*Task details*
Write the records out exactly, so that no picture remains in the copy.

(Images for object localization)
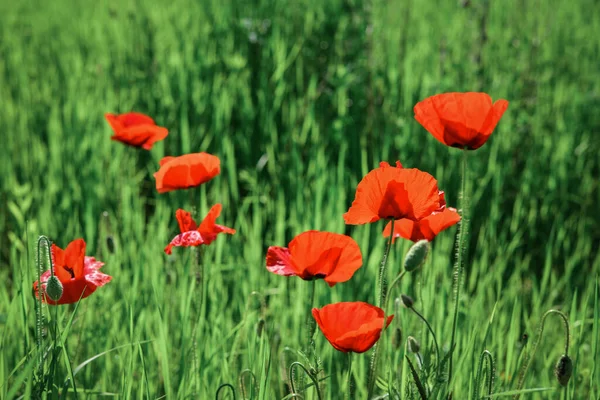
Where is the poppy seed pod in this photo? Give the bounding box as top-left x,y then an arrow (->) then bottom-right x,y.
392,327 -> 403,350
407,336 -> 421,353
554,354 -> 573,386
256,318 -> 265,338
404,240 -> 430,272
45,275 -> 63,302
400,294 -> 415,308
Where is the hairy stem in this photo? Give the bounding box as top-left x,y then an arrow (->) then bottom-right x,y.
367,219 -> 395,398
473,350 -> 495,400
411,307 -> 440,374
448,149 -> 469,385
514,309 -> 570,399
288,361 -> 323,400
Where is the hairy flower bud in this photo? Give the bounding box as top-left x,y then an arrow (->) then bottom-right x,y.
407,336 -> 421,353
554,354 -> 573,386
392,327 -> 403,350
404,240 -> 430,272
400,294 -> 415,308
45,275 -> 63,302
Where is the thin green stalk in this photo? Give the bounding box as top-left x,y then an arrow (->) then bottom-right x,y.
514,309 -> 570,399
448,149 -> 469,385
306,280 -> 317,342
473,349 -> 495,400
346,352 -> 353,399
410,307 -> 440,373
367,219 -> 395,399
215,383 -> 237,400
288,361 -> 323,400
378,219 -> 395,308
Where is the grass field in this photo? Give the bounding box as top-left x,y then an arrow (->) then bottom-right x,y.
1,0 -> 599,398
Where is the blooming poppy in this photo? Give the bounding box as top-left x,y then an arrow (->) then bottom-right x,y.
343,161 -> 441,225
383,189 -> 461,243
414,92 -> 509,150
164,204 -> 235,254
266,230 -> 362,287
105,112 -> 169,150
153,152 -> 220,193
33,239 -> 112,305
312,302 -> 394,353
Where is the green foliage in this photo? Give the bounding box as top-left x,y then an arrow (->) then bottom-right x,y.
0,0 -> 599,398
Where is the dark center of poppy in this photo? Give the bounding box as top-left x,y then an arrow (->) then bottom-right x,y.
63,266 -> 75,279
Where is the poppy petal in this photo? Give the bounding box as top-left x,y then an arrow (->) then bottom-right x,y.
414,92 -> 508,150
344,163 -> 440,224
312,302 -> 393,353
176,209 -> 198,232
164,231 -> 205,255
154,153 -> 220,193
265,246 -> 296,276
63,238 -> 86,278
289,231 -> 362,286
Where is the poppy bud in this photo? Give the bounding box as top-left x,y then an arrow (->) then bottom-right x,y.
256,318 -> 265,338
400,294 -> 415,308
45,275 -> 63,302
407,336 -> 421,353
106,235 -> 115,254
554,354 -> 573,386
392,327 -> 403,350
403,240 -> 430,272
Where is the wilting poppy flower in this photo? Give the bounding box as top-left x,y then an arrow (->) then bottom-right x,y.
343,161 -> 441,225
266,230 -> 362,287
105,112 -> 168,150
153,152 -> 220,193
414,92 -> 509,150
33,239 -> 112,305
164,204 -> 235,254
312,302 -> 394,353
383,189 -> 461,242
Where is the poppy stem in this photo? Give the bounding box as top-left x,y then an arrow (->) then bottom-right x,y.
410,306 -> 440,375
473,349 -> 495,400
378,219 -> 395,308
448,149 -> 469,385
514,309 -> 570,399
367,219 -> 396,399
35,236 -> 53,390
346,352 -> 353,399
288,361 -> 323,400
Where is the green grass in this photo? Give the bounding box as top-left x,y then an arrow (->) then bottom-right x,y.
1,0 -> 599,398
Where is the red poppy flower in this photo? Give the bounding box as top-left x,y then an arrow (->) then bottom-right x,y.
164,204 -> 236,254
343,161 -> 441,225
266,230 -> 362,287
105,112 -> 168,150
153,152 -> 220,193
383,190 -> 461,243
33,239 -> 112,305
414,92 -> 509,150
312,302 -> 394,353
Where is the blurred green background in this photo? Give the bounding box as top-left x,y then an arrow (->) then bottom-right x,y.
1,0 -> 599,398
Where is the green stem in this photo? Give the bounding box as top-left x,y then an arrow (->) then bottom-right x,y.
448,149 -> 469,385
367,219 -> 396,399
288,362 -> 323,400
307,280 -> 317,342
346,353 -> 353,399
378,219 -> 395,308
215,383 -> 237,400
473,350 -> 495,400
514,309 -> 570,399
410,307 -> 440,373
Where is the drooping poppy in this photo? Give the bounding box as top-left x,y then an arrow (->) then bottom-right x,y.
343,161 -> 441,225
105,112 -> 169,150
164,204 -> 236,254
266,230 -> 362,287
153,152 -> 220,193
414,92 -> 509,150
33,239 -> 112,305
383,189 -> 461,243
312,302 -> 394,353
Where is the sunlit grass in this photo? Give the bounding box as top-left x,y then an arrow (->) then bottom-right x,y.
0,0 -> 599,398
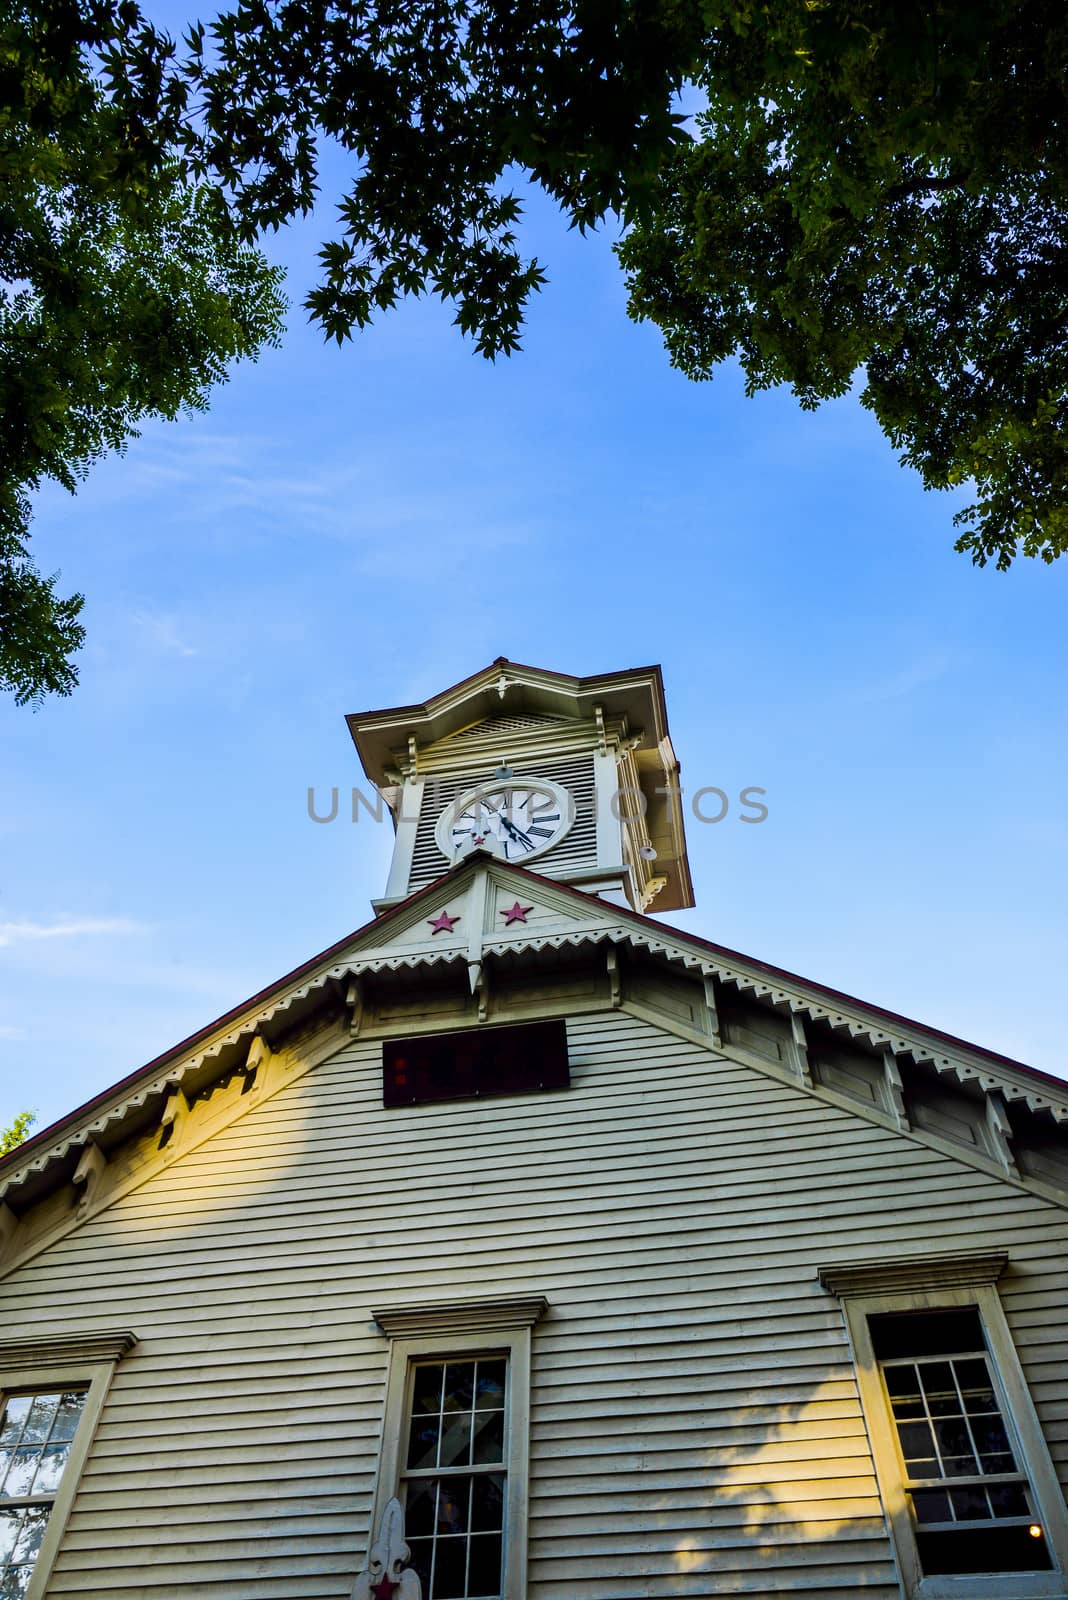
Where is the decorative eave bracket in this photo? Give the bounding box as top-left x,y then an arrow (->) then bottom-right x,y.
3,911 -> 1066,1211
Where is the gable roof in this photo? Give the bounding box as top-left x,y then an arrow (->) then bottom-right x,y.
3,854 -> 1066,1211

*Result of this exercise*
Where is the poppy seed pod in this photo? Give the bounding box as top-left x,y then an arrow (->) then bottom-right x,y.
392,327 -> 403,350
407,336 -> 421,353
554,354 -> 573,386
256,318 -> 265,338
404,240 -> 430,272
45,275 -> 63,302
400,294 -> 415,308
Where is the hairy stem in this photo? Give the bounding box as top-left x,y then an arrow (->) then bottom-right x,y.
367,219 -> 395,398
473,350 -> 495,400
411,307 -> 440,374
448,149 -> 469,385
514,309 -> 570,399
288,361 -> 323,400
Where is the hairy flower bud in this photo? Give the bounding box as top-left x,y then an arrow (->) then bottom-right x,y.
407,336 -> 421,353
554,354 -> 573,386
392,327 -> 403,350
404,240 -> 430,272
400,294 -> 415,308
45,275 -> 63,302
Where is the thin green stalk in this photo? Give the bounding box as top-left x,y then an arrow (->) then bottom-right x,y.
514,309 -> 570,399
448,149 -> 469,385
306,280 -> 317,342
473,349 -> 495,400
346,352 -> 353,399
410,307 -> 440,373
367,219 -> 395,399
215,383 -> 237,400
288,361 -> 323,400
378,219 -> 395,308
Where is the grass field in this photo? Give the bounding box as top-left x,y then an arrow (->) then bottom-right x,y.
1,0 -> 599,398
Where is the blooming poppy in this photo? Give the bounding box as top-left x,y then an arrow (->) then bottom-right x,y.
343,161 -> 441,225
383,189 -> 461,243
414,92 -> 509,150
164,204 -> 235,254
266,230 -> 362,287
105,112 -> 169,150
153,152 -> 220,193
33,239 -> 112,305
312,302 -> 394,353
Where is the green foliage in this photo? Give the bounding box as top-left x,y then an arrow (->) then bottom-right x,y.
0,0 -> 599,398
Where is the dark center of poppy in this photo? Give the bounding box as top-left x,y then an arrow (->) then bottom-right x,y.
63,266 -> 75,279
Where is the poppy petal in this photo? Give the bounding box as top-left x,y then an arrow (->) then bottom-right x,y.
414,92 -> 508,150
344,163 -> 440,224
312,302 -> 393,353
176,209 -> 198,232
164,231 -> 205,255
154,153 -> 220,193
265,246 -> 296,276
63,238 -> 86,278
289,231 -> 362,286
Where is the poppy bud in this photo? Give the bounding box as top-left x,y then an arrow (->) then bottom-right x,y.
256,318 -> 265,338
400,294 -> 415,308
45,275 -> 63,302
407,336 -> 421,353
106,235 -> 115,254
554,354 -> 573,386
392,327 -> 403,350
403,240 -> 430,272
Where is the wilting poppy flower in this photo? Give the bounding box as top-left x,y then an arrow (->) then bottom-right x,y.
343,161 -> 441,225
266,230 -> 362,287
105,112 -> 168,150
153,152 -> 220,193
414,92 -> 509,150
33,239 -> 112,305
164,204 -> 235,254
312,302 -> 394,353
383,189 -> 461,242
Where is the poppy stem in this photo? Give the bounding box as top-left x,y then an arrow (->) then bottom-right x,y.
410,306 -> 440,375
473,349 -> 495,400
378,219 -> 395,308
448,149 -> 469,385
514,309 -> 570,399
367,219 -> 396,399
35,236 -> 53,390
346,352 -> 353,399
288,361 -> 323,400
Where is the green grass in this photo? Give the bounding box as top-left x,y then an arrow (->) then bottom-right x,y.
1,0 -> 599,398
Where is the red poppy flower in this photo? Give the bounding box as top-left x,y then an arrow (->) then bottom-right x,y.
164,204 -> 236,254
343,161 -> 441,225
266,230 -> 362,287
105,112 -> 168,150
153,152 -> 220,193
383,190 -> 461,243
33,239 -> 112,305
414,92 -> 509,150
312,302 -> 394,353
Where is the blurred green background in this photo? Give the bounding box as top-left x,y then an arrow (->) then bottom-right x,y.
1,0 -> 599,398
Where is the green stem in this photo? Give the bounding box as top-left x,y then an arrow (->) then bottom-right x,y.
448,149 -> 469,385
367,219 -> 396,399
288,362 -> 323,400
307,280 -> 317,342
346,353 -> 353,399
378,219 -> 395,308
215,383 -> 237,400
473,350 -> 495,400
514,309 -> 570,399
410,307 -> 440,373
Where is the drooping poppy in this photo? Give the bounding box as top-left x,y then an arrow (->) then bottom-right x,y.
343,161 -> 441,225
105,112 -> 169,150
164,204 -> 236,254
266,230 -> 362,287
153,152 -> 220,193
414,92 -> 509,150
33,239 -> 112,305
383,189 -> 461,243
312,302 -> 394,353
Where is the sunlit grass in this photo? Give the bounding box as top-left x,y then an arrow (->) then bottom-right x,y.
0,0 -> 599,398
Where is the decorative eave bracket in this photo? Give the bounding box as top-left x,y then an arrow (->) then bottom-right x,y.
3,911 -> 1066,1211
Where is the gable roof in this photo? Give the bounding box as top-left x,y then an arrow (->) then bottom-right x,y.
3,854 -> 1066,1211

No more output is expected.